**Given problem**
Exactly and only the lines from the one with "the ceiling in" through the end of the listing are to be transcribed, both ends included.
== == ==
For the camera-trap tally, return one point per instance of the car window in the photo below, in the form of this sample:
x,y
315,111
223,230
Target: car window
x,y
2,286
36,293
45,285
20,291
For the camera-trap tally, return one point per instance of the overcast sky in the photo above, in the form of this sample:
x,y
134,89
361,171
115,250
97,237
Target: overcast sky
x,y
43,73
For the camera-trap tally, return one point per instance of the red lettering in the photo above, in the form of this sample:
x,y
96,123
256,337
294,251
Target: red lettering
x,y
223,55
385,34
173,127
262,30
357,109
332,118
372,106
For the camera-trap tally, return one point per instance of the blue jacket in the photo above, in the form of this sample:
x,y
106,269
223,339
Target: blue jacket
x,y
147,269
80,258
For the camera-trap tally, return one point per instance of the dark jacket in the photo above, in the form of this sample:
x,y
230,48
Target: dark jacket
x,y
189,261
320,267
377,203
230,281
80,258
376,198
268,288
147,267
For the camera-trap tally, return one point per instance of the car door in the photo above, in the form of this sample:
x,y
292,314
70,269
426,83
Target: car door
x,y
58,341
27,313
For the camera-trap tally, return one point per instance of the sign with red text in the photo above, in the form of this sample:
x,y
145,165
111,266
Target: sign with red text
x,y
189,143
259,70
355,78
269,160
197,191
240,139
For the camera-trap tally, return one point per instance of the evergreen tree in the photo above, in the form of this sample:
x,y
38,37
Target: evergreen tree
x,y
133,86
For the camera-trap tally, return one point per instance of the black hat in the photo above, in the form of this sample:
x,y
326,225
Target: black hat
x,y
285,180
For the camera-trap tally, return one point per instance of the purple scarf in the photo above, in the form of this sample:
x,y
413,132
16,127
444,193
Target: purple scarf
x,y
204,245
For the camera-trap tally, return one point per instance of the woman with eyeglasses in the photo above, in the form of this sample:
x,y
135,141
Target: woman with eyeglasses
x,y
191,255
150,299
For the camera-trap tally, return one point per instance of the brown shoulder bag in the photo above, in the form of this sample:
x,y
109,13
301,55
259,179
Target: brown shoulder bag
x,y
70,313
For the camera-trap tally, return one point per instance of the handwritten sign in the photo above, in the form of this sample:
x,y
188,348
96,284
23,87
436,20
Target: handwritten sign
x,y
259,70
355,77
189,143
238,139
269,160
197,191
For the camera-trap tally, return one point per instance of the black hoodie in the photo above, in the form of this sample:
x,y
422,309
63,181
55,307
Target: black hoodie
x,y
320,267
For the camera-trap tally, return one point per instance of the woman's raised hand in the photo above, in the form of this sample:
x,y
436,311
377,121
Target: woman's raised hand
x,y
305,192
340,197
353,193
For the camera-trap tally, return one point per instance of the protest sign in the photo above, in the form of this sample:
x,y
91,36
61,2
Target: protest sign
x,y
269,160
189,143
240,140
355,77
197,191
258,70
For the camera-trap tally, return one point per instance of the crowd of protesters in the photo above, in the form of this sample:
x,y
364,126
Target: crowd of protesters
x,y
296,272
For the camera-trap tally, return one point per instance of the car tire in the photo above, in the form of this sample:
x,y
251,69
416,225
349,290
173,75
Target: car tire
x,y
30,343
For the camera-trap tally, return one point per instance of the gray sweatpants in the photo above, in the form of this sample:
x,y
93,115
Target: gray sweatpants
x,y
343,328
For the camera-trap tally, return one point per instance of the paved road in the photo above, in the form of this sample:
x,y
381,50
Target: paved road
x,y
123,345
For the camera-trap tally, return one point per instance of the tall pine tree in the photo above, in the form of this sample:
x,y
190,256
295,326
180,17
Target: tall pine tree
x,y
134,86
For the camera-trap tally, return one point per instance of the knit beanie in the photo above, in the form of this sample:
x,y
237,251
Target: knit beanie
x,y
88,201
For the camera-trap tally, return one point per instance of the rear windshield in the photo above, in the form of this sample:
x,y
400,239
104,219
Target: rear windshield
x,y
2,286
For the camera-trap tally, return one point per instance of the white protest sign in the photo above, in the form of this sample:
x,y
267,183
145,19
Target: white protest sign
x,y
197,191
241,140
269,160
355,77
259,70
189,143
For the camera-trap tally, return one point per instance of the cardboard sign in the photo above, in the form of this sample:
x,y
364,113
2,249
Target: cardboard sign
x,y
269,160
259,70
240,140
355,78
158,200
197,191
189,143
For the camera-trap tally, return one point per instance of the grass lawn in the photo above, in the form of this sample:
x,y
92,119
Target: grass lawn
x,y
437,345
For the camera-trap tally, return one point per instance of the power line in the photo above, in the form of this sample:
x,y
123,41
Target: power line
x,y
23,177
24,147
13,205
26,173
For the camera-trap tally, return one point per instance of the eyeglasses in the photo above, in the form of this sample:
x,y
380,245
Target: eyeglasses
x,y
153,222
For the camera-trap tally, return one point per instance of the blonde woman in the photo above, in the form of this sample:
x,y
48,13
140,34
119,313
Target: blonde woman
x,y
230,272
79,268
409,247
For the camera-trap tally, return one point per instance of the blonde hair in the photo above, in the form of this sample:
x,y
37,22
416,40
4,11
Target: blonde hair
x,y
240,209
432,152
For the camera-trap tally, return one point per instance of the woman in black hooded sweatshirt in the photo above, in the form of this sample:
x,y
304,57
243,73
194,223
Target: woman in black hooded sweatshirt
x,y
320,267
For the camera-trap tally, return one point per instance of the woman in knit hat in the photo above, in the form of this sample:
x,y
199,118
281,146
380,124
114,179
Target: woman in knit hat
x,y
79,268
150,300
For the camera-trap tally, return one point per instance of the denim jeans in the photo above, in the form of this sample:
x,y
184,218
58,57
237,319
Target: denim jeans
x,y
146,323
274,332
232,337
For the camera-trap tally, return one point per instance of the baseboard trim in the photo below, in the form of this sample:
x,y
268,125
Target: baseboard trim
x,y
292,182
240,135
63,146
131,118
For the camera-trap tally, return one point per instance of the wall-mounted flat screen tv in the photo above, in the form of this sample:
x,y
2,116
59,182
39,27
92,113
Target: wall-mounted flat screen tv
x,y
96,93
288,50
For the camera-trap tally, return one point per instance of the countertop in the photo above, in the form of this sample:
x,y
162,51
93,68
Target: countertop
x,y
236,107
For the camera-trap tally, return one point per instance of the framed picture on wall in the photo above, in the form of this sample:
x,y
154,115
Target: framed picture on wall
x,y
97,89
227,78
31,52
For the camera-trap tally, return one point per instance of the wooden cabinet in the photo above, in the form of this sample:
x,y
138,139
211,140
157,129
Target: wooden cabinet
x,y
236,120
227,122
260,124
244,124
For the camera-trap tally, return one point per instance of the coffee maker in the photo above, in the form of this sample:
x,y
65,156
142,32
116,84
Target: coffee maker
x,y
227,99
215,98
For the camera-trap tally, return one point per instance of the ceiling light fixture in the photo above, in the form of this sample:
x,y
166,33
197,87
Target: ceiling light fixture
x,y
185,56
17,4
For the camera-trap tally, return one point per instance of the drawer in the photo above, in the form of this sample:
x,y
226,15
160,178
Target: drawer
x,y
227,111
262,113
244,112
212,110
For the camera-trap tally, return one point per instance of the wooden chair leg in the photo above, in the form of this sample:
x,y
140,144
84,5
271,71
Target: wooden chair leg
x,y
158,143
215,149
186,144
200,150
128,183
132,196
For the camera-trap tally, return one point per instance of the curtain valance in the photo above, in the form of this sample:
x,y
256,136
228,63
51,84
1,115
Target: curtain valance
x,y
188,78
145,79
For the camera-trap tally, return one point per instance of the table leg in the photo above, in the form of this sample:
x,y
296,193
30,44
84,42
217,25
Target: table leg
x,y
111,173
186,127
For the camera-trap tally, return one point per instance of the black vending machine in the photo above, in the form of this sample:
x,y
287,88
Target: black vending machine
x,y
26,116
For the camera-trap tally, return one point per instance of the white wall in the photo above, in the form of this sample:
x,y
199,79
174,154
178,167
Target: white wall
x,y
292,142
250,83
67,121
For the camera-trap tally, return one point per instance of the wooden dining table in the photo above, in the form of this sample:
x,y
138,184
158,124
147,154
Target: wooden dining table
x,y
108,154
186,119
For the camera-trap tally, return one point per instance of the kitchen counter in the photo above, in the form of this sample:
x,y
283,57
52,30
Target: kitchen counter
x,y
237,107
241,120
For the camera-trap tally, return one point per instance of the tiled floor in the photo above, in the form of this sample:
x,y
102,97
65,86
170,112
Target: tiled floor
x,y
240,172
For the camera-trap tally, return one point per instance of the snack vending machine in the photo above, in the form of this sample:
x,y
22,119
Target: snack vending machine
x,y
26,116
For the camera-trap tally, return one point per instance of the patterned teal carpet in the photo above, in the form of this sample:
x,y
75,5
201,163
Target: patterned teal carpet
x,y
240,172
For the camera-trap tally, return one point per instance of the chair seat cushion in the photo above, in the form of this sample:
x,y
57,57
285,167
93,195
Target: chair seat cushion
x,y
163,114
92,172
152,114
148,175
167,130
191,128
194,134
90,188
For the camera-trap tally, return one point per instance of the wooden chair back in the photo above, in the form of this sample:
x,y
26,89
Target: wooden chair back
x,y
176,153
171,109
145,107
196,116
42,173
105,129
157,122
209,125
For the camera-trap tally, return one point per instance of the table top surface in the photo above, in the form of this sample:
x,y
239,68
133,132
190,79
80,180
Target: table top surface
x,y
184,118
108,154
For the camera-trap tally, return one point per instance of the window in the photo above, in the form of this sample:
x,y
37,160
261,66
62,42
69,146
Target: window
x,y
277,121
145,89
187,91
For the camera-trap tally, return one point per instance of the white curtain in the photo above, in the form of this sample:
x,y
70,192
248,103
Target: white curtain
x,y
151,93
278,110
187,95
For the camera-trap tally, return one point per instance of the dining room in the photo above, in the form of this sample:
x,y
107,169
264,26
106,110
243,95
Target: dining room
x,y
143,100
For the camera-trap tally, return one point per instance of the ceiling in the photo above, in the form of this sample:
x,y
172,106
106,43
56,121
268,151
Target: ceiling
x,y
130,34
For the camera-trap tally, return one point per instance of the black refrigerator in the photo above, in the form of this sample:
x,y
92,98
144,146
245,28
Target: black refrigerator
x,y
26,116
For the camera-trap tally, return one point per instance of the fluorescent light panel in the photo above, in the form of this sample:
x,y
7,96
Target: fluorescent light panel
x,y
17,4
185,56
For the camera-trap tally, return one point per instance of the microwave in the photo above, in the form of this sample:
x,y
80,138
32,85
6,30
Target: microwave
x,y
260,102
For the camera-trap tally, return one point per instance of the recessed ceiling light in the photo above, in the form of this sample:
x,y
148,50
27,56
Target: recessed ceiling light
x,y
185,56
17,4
== == ==
**Answer**
For the camera-trap tally, return one point per instance of the ceiling in the photo above, in the form of this sample:
x,y
172,106
106,43
56,121
268,151
Target: ceiling
x,y
130,34
For the camera-trap tally, return one point per instance of the black refrigerator in the photo above, in the form of this sample:
x,y
92,98
144,146
245,28
Target: black refrigerator
x,y
26,116
For the camera-trap tally, return one point per instance of the fluorescent light panel in the photo above, in the form of this sample:
x,y
7,96
Target: fluorescent light panel
x,y
17,4
185,56
For the camera-trap tally, return one point per instance of the microwave in the photo above, in the form of this sample:
x,y
80,138
32,85
6,30
Target: microwave
x,y
260,102
For the camera-trap tally, return one point per instance of the recessed ceiling light in the photo above, in the form of this sample:
x,y
148,50
27,56
Target: recessed ceiling light
x,y
185,56
17,4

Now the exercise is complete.